(WHAT YOU WILL DO): An exact transcription of all the records is required, minus the images.
━━━━━ ENTRIES SHOWN ━━━━━
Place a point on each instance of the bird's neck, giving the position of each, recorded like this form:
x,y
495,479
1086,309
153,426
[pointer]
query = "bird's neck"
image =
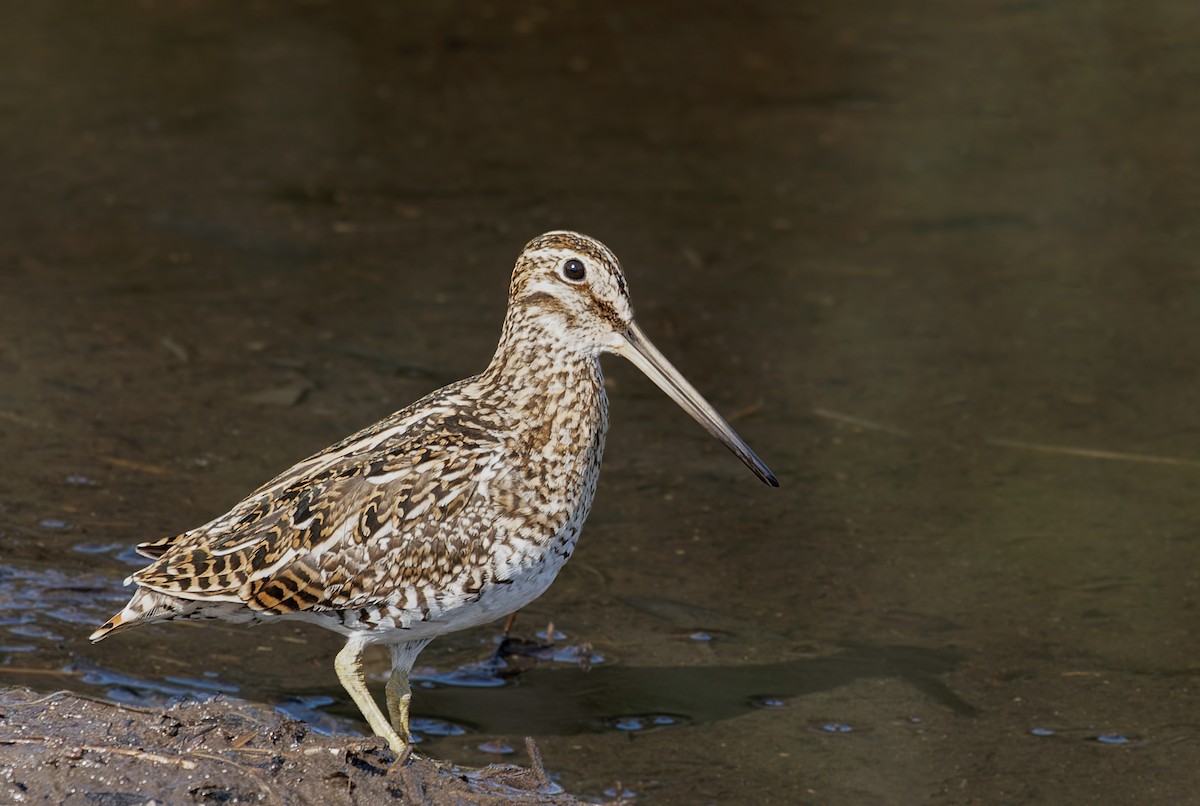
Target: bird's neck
x,y
553,394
━━━━━
(REPLY TO THE EXERCISE):
Place a point on each instance of the bird's neck, giving the position of each, recorded like this form:
x,y
495,479
1086,309
153,426
[pointer]
query = "bird's neck"
image =
Target: bird's neck
x,y
553,394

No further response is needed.